══ Text section

No parent wants to watch their child suffer through a fever, but at what point should you worry? Today, I’m bringing you Advice from Nurses for When Your Baby Has a Fever.
Note: this post is not to replace medical information obtained from your primary care provider and is provided as entertainment and not as medical advice.
The average temperature for a young child or baby is around 36.4 C or 97.5 F. However, their temperature can rise above this for all kinds of reasons as their body reacts to infections or other external circumstances.
The cut-off point for fever is a temperature above 38 C or 100.4F. At this level, the body is out of its normal range and reacting to some kind of threat. Fevers are actually a protective mechanism designed to help the immune system better fight infection, but it’s a tradeoff. If body temperature rises too much, it can put your child’s life at risk.
How Can You Tell If Your Child Has A Fever?
The best way to determine whether your child has a fever is to use an accurate thermometer. The reading should be less than 38 C or 100.4 F. If it’s not, then your child’s internal temperature is out of the normal range and indicative of a problem, usually infection.

════
══ Record excerpts

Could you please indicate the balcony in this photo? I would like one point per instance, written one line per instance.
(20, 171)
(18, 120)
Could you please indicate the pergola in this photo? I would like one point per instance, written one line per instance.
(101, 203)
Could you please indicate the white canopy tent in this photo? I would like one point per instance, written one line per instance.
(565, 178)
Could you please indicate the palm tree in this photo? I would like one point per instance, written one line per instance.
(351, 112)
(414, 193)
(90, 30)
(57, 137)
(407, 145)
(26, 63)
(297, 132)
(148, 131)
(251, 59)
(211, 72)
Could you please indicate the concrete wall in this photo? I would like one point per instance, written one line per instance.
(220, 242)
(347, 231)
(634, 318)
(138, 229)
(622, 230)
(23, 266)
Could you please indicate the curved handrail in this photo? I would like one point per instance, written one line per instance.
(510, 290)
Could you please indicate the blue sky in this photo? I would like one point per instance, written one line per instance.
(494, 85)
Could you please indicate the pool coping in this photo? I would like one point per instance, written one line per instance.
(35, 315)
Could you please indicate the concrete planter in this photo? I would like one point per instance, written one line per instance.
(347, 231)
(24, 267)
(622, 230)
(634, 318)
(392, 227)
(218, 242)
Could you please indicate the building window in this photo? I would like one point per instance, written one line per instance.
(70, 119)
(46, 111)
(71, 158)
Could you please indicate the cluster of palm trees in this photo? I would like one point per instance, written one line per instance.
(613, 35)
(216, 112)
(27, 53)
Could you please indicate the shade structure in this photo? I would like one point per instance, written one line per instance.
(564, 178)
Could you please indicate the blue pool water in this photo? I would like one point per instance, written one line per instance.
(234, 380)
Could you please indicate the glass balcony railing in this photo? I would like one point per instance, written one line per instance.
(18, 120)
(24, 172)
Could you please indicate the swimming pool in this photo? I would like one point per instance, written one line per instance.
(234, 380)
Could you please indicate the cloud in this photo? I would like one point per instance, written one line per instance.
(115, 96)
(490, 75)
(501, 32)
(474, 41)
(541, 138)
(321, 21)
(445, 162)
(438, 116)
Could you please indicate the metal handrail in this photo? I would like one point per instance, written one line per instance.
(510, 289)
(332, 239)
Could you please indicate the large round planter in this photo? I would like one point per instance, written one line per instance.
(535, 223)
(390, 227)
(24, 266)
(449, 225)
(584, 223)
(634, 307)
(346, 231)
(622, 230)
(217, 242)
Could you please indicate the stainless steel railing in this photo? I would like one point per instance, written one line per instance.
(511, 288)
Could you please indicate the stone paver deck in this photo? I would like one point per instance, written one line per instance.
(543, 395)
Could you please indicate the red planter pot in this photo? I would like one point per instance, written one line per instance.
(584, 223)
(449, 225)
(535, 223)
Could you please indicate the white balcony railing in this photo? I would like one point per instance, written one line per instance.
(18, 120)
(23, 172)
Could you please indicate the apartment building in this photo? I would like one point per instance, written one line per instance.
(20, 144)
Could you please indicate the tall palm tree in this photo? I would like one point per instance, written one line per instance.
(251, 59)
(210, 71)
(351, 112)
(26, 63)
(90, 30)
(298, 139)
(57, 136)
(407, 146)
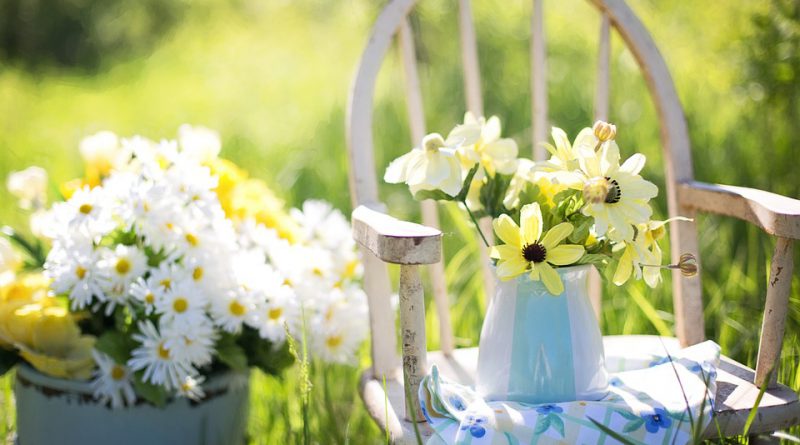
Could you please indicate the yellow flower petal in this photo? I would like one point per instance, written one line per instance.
(556, 235)
(504, 252)
(507, 230)
(531, 223)
(511, 268)
(625, 266)
(550, 279)
(564, 254)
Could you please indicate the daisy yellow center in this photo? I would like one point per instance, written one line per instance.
(333, 341)
(117, 373)
(614, 192)
(180, 305)
(123, 266)
(163, 352)
(275, 313)
(236, 308)
(191, 239)
(534, 253)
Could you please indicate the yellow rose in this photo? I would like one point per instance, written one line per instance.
(77, 362)
(55, 331)
(253, 199)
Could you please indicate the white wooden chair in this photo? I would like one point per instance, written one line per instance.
(387, 240)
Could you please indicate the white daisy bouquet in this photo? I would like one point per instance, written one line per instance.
(166, 264)
(582, 206)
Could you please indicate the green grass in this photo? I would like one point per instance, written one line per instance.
(274, 78)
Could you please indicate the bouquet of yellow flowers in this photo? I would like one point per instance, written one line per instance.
(165, 264)
(582, 206)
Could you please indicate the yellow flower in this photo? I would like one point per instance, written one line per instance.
(527, 173)
(527, 248)
(625, 203)
(253, 199)
(642, 255)
(43, 330)
(480, 142)
(432, 166)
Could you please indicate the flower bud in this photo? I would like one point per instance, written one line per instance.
(595, 190)
(604, 131)
(688, 265)
(433, 142)
(658, 232)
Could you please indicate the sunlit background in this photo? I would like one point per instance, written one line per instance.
(273, 77)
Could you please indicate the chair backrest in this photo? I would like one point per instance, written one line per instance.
(393, 21)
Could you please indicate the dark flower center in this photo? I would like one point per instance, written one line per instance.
(614, 192)
(535, 253)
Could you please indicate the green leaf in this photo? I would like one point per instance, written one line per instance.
(154, 394)
(593, 258)
(116, 345)
(611, 432)
(493, 192)
(34, 250)
(231, 353)
(436, 195)
(542, 424)
(581, 225)
(8, 358)
(633, 425)
(263, 354)
(557, 423)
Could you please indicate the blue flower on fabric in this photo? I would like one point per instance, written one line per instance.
(658, 419)
(457, 403)
(659, 361)
(547, 409)
(425, 413)
(474, 425)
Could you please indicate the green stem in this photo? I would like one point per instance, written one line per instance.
(475, 221)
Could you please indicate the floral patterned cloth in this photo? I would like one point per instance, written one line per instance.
(656, 405)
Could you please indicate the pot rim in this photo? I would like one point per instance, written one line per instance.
(29, 375)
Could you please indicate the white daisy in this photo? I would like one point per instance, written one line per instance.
(112, 382)
(274, 313)
(191, 343)
(183, 303)
(191, 389)
(160, 365)
(232, 309)
(121, 266)
(74, 272)
(144, 292)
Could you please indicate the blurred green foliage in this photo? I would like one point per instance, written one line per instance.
(273, 78)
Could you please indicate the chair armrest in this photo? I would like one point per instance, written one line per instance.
(778, 215)
(395, 241)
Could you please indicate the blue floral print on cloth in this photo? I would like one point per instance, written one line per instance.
(654, 405)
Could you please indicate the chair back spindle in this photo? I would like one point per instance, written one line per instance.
(430, 214)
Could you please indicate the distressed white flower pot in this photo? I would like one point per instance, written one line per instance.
(540, 348)
(58, 411)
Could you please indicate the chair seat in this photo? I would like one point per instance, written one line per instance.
(736, 394)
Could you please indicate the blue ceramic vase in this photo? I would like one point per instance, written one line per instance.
(58, 411)
(539, 348)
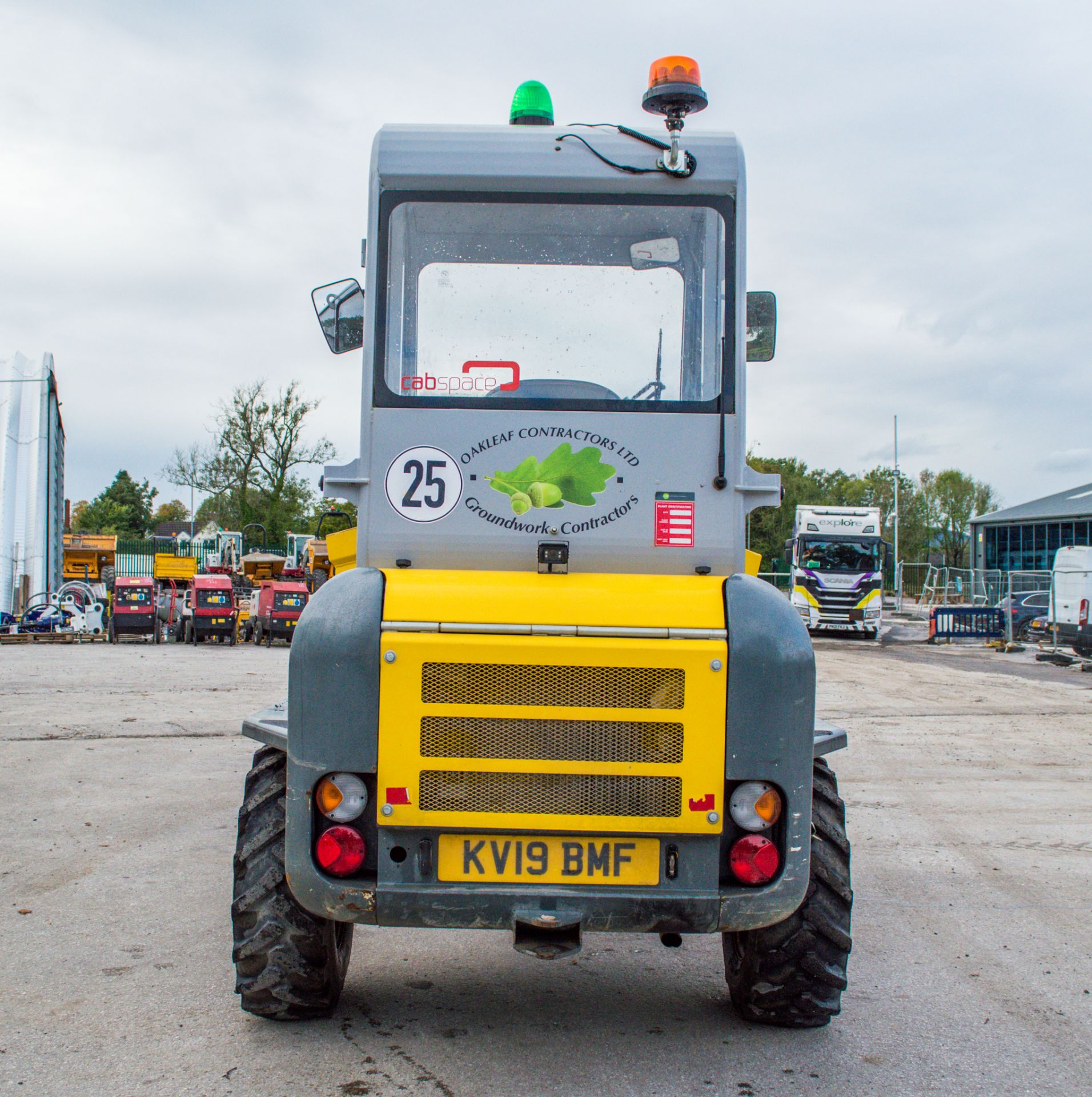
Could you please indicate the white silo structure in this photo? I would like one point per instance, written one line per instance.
(32, 479)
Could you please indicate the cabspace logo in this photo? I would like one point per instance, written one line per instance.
(481, 378)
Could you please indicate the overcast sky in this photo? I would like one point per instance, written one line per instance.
(175, 178)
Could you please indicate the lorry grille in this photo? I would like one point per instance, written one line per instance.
(553, 686)
(551, 794)
(552, 740)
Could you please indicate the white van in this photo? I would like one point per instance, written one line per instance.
(1073, 592)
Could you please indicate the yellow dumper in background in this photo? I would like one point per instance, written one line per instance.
(90, 558)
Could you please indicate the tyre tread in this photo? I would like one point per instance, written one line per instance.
(793, 974)
(290, 963)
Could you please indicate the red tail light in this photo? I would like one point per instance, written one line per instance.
(754, 860)
(340, 850)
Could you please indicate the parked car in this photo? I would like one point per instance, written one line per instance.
(1026, 607)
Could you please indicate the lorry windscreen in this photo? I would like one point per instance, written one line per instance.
(840, 555)
(549, 302)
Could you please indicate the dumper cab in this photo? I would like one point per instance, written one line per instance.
(133, 612)
(548, 700)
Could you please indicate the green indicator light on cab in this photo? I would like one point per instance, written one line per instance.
(532, 106)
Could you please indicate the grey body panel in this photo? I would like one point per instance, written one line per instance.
(672, 453)
(334, 712)
(677, 453)
(771, 722)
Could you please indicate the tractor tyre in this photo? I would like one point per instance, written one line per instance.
(290, 963)
(793, 974)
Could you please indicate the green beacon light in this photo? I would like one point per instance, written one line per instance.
(532, 106)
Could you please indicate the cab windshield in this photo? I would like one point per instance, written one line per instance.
(622, 305)
(840, 555)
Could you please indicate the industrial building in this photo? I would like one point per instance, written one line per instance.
(32, 480)
(1026, 538)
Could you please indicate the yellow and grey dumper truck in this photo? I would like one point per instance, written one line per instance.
(548, 699)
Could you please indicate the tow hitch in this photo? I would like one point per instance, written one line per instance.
(547, 936)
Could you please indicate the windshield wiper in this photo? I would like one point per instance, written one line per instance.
(656, 386)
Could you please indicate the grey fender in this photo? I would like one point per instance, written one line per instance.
(334, 723)
(770, 734)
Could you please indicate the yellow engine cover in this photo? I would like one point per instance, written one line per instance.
(555, 733)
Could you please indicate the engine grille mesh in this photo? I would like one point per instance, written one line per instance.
(552, 740)
(553, 686)
(551, 794)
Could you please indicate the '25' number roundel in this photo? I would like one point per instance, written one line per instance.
(423, 484)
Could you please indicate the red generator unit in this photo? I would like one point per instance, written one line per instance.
(279, 608)
(210, 611)
(134, 612)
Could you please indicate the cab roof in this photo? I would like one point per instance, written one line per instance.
(528, 159)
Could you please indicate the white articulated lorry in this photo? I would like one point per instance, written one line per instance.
(837, 555)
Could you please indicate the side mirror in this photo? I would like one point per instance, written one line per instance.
(761, 326)
(340, 310)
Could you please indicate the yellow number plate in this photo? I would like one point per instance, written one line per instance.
(530, 859)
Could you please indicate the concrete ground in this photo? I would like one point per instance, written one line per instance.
(969, 794)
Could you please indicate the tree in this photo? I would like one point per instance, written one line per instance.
(174, 511)
(958, 498)
(186, 469)
(123, 509)
(250, 471)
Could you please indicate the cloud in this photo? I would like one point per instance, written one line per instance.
(1067, 461)
(176, 178)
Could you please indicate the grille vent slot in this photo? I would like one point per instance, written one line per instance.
(552, 740)
(551, 794)
(553, 686)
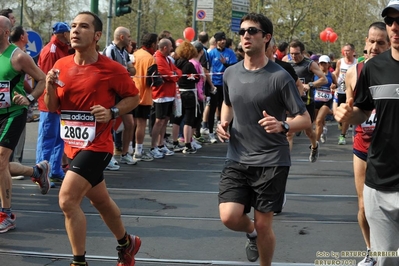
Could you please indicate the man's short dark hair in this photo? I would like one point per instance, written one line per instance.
(164, 34)
(282, 46)
(98, 24)
(16, 33)
(5, 12)
(203, 37)
(297, 43)
(149, 39)
(381, 26)
(265, 23)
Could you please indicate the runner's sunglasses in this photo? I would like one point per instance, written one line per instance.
(251, 31)
(389, 20)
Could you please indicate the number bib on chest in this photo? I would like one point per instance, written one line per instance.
(322, 95)
(78, 128)
(5, 97)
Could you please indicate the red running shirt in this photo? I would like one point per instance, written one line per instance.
(86, 86)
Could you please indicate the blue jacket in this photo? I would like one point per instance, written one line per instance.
(217, 66)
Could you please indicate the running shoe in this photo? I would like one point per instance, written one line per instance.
(57, 179)
(113, 165)
(130, 149)
(200, 139)
(323, 137)
(189, 150)
(212, 138)
(196, 145)
(178, 148)
(251, 249)
(341, 140)
(166, 151)
(43, 180)
(367, 261)
(314, 153)
(204, 131)
(156, 153)
(126, 255)
(6, 222)
(128, 159)
(145, 157)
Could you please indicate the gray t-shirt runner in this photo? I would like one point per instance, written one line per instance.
(249, 93)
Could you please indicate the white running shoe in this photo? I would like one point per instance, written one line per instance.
(166, 151)
(156, 154)
(112, 165)
(212, 138)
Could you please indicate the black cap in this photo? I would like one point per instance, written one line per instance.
(219, 36)
(198, 45)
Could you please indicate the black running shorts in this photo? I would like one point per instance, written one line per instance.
(11, 126)
(260, 187)
(90, 165)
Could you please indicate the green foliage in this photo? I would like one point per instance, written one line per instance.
(301, 19)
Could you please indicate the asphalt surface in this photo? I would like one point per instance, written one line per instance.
(172, 205)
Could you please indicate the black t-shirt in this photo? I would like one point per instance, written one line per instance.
(378, 87)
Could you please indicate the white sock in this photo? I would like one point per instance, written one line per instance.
(139, 148)
(253, 234)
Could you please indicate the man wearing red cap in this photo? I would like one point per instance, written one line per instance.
(50, 146)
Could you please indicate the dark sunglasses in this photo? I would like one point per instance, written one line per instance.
(251, 31)
(389, 21)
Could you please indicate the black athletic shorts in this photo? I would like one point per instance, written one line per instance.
(318, 105)
(163, 110)
(142, 111)
(260, 187)
(90, 165)
(11, 126)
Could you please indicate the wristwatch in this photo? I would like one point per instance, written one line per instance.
(30, 98)
(114, 112)
(285, 127)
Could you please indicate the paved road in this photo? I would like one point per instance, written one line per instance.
(171, 204)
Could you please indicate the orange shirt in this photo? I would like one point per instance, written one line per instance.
(50, 53)
(88, 85)
(143, 60)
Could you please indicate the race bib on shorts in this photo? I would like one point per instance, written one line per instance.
(322, 95)
(78, 128)
(5, 95)
(369, 125)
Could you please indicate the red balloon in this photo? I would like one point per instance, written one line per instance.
(324, 36)
(333, 37)
(189, 34)
(178, 42)
(328, 29)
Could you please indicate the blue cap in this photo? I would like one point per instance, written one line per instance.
(61, 27)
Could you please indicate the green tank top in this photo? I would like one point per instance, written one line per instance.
(11, 81)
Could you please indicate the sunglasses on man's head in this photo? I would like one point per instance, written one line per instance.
(389, 21)
(250, 30)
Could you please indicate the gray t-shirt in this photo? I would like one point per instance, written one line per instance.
(249, 93)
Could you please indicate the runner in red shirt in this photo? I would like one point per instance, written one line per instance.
(82, 87)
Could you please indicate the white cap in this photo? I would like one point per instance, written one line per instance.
(324, 58)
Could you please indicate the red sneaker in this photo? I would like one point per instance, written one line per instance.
(126, 255)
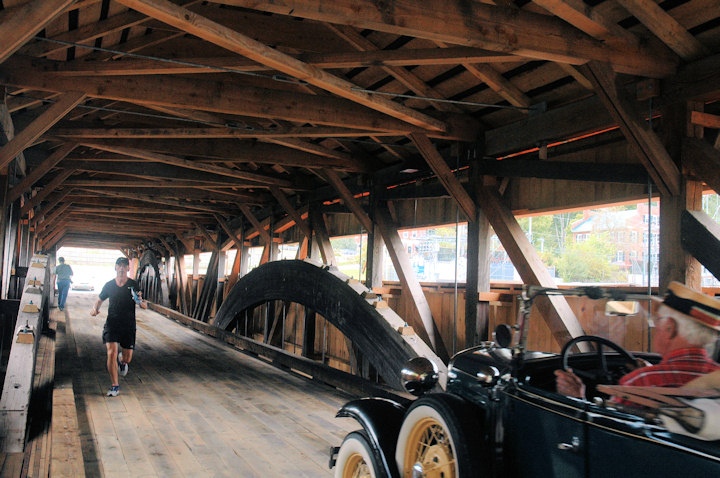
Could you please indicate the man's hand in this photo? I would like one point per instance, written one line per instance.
(567, 383)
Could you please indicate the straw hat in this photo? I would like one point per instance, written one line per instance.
(702, 308)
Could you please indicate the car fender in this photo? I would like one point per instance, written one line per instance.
(381, 419)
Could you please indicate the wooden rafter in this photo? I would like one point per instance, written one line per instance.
(213, 32)
(286, 152)
(445, 175)
(158, 200)
(49, 188)
(666, 28)
(589, 20)
(43, 122)
(18, 24)
(256, 224)
(184, 163)
(220, 97)
(52, 160)
(403, 75)
(328, 60)
(521, 32)
(703, 160)
(292, 212)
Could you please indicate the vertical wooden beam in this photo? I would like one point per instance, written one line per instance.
(478, 273)
(26, 137)
(317, 219)
(373, 273)
(675, 264)
(292, 212)
(309, 333)
(643, 141)
(444, 174)
(555, 310)
(426, 328)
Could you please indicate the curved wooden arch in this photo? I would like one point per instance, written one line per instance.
(329, 292)
(150, 279)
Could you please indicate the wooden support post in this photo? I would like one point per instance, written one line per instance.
(701, 238)
(555, 310)
(675, 264)
(374, 261)
(643, 141)
(309, 333)
(477, 280)
(425, 327)
(317, 220)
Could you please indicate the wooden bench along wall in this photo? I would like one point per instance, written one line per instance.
(21, 364)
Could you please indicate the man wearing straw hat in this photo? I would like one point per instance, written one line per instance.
(686, 331)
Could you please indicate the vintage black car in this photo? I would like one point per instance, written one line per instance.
(500, 415)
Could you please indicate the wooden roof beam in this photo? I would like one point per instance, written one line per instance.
(524, 33)
(645, 143)
(256, 224)
(285, 152)
(219, 132)
(445, 175)
(703, 160)
(20, 23)
(589, 20)
(213, 32)
(291, 211)
(327, 60)
(401, 74)
(219, 97)
(666, 28)
(49, 188)
(41, 170)
(158, 200)
(41, 124)
(498, 83)
(184, 163)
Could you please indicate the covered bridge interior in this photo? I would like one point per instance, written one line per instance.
(170, 128)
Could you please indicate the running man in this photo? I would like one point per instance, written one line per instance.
(119, 330)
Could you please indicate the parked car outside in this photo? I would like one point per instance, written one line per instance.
(82, 285)
(500, 416)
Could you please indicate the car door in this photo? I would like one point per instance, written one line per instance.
(544, 434)
(624, 445)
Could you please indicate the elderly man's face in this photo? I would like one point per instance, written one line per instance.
(663, 334)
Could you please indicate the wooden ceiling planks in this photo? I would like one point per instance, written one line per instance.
(275, 127)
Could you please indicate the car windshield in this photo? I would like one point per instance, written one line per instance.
(624, 326)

════

• Assignment 1: Rewrite the passage of the fever article starting at "No parent wants" and ending at "Has a Fever.", switching "worry" to "be concerned".
• Assignment 2: According to the fever article, what is the cut-off point for fever?
This data is separate material, unrelated to the text.

• Response area 1:
No parent wants to watch their child suffer through a fever, but at what point should you be concerned? Today, I’m bringing you Advice from Nurses for When Your Baby Has a Fever.

• Response area 2: A temperature above 38 C or 100.4F.